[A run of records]
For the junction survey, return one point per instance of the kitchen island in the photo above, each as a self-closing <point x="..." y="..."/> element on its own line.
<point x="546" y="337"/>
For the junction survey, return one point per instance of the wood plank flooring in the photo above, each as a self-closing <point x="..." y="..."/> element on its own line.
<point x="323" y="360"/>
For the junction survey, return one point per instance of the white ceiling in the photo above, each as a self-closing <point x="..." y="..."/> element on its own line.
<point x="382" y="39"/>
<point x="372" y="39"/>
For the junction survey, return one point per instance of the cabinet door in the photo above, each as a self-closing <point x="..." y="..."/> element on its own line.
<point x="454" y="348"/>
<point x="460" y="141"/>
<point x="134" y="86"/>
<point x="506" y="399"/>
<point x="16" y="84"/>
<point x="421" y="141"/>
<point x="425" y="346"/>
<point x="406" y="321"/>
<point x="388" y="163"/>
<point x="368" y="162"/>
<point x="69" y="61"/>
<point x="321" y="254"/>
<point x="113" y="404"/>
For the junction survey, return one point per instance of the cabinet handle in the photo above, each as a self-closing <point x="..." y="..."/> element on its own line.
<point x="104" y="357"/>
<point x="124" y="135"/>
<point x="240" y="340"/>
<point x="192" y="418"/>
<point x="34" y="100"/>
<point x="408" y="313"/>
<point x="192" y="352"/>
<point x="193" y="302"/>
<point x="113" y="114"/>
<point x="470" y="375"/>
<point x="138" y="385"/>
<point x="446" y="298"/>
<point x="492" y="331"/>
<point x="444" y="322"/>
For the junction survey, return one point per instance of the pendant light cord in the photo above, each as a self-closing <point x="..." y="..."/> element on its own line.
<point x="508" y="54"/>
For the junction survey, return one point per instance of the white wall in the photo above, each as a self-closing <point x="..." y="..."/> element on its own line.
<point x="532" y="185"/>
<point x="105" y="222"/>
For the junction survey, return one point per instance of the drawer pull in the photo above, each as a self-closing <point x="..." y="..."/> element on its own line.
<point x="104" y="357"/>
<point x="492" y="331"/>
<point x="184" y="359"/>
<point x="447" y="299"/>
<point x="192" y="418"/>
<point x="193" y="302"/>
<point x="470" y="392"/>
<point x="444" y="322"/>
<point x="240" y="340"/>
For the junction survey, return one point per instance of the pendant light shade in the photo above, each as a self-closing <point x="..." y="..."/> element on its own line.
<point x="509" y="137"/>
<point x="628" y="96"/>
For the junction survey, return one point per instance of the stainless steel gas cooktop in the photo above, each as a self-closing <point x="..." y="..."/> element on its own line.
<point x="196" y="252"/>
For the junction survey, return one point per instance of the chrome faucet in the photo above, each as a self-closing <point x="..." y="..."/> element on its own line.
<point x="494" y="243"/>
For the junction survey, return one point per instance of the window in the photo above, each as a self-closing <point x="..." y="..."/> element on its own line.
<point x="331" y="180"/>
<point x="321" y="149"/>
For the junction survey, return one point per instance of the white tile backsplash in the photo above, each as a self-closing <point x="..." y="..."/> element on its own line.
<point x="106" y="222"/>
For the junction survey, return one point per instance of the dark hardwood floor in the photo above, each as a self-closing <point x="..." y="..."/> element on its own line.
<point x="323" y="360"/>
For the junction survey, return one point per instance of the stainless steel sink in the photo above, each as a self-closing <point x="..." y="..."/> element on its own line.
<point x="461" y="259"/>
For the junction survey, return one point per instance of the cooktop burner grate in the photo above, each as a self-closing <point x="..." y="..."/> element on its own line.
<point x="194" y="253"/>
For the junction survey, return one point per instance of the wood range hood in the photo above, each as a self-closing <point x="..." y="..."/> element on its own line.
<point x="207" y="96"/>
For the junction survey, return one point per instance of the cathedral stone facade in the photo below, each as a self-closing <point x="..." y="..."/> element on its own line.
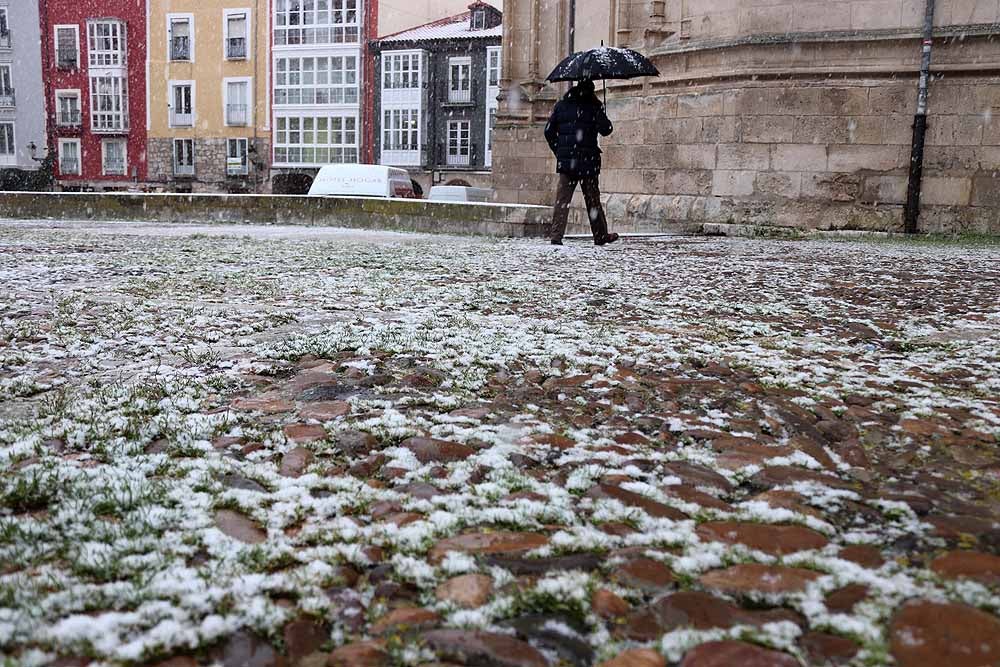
<point x="768" y="112"/>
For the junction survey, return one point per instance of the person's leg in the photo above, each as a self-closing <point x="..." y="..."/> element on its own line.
<point x="560" y="214"/>
<point x="595" y="210"/>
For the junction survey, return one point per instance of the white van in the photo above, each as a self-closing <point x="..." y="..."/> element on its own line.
<point x="362" y="180"/>
<point x="459" y="193"/>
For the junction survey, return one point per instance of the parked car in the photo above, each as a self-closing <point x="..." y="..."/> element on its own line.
<point x="362" y="180"/>
<point x="459" y="193"/>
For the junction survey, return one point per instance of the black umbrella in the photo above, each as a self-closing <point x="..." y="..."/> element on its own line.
<point x="606" y="62"/>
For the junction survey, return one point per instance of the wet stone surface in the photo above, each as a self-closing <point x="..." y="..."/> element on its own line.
<point x="251" y="446"/>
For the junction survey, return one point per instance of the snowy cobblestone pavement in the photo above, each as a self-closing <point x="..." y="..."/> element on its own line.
<point x="263" y="446"/>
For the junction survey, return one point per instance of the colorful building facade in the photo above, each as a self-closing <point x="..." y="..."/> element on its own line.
<point x="209" y="126"/>
<point x="94" y="70"/>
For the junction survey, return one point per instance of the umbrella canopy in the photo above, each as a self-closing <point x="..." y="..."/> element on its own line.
<point x="606" y="62"/>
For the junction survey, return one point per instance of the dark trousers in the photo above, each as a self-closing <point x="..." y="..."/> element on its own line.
<point x="591" y="195"/>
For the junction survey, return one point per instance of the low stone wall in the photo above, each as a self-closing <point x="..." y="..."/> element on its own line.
<point x="382" y="214"/>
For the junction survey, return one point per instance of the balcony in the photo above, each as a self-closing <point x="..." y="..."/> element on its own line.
<point x="237" y="114"/>
<point x="70" y="118"/>
<point x="180" y="48"/>
<point x="460" y="96"/>
<point x="183" y="170"/>
<point x="67" y="59"/>
<point x="114" y="167"/>
<point x="236" y="48"/>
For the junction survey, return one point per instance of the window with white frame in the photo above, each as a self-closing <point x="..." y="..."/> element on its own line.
<point x="237" y="35"/>
<point x="108" y="103"/>
<point x="459" y="142"/>
<point x="401" y="130"/>
<point x="316" y="139"/>
<point x="68" y="108"/>
<point x="113" y="159"/>
<point x="316" y="80"/>
<point x="401" y="71"/>
<point x="4" y="28"/>
<point x="183" y="157"/>
<point x="460" y="80"/>
<point x="180" y="37"/>
<point x="69" y="156"/>
<point x="237" y="102"/>
<point x="316" y="22"/>
<point x="8" y="149"/>
<point x="6" y="86"/>
<point x="182" y="104"/>
<point x="479" y="20"/>
<point x="493" y="67"/>
<point x="67" y="46"/>
<point x="106" y="43"/>
<point x="237" y="157"/>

[Task statement]: Find the line that contains "of the balcony". Repeat it and every line after it, exactly as written, up to and including the last line of the records above.

[Response for this exercise]:
For the junction survey, return one point per instance of the balcony in the photo above, each as a self-closing <point x="..." y="..."/> element on its own line.
<point x="237" y="114"/>
<point x="70" y="118"/>
<point x="180" y="48"/>
<point x="460" y="96"/>
<point x="183" y="170"/>
<point x="67" y="59"/>
<point x="114" y="167"/>
<point x="236" y="48"/>
For the junction survey, return one point per instance of the window with white frame in the photo above, each as a self-closing <point x="..." y="..."/> element on its own line.
<point x="237" y="35"/>
<point x="108" y="103"/>
<point x="459" y="142"/>
<point x="401" y="130"/>
<point x="316" y="139"/>
<point x="68" y="108"/>
<point x="113" y="159"/>
<point x="316" y="80"/>
<point x="401" y="71"/>
<point x="4" y="28"/>
<point x="183" y="157"/>
<point x="460" y="80"/>
<point x="180" y="37"/>
<point x="69" y="156"/>
<point x="237" y="102"/>
<point x="316" y="22"/>
<point x="8" y="149"/>
<point x="6" y="86"/>
<point x="182" y="104"/>
<point x="479" y="20"/>
<point x="493" y="67"/>
<point x="67" y="46"/>
<point x="106" y="43"/>
<point x="237" y="157"/>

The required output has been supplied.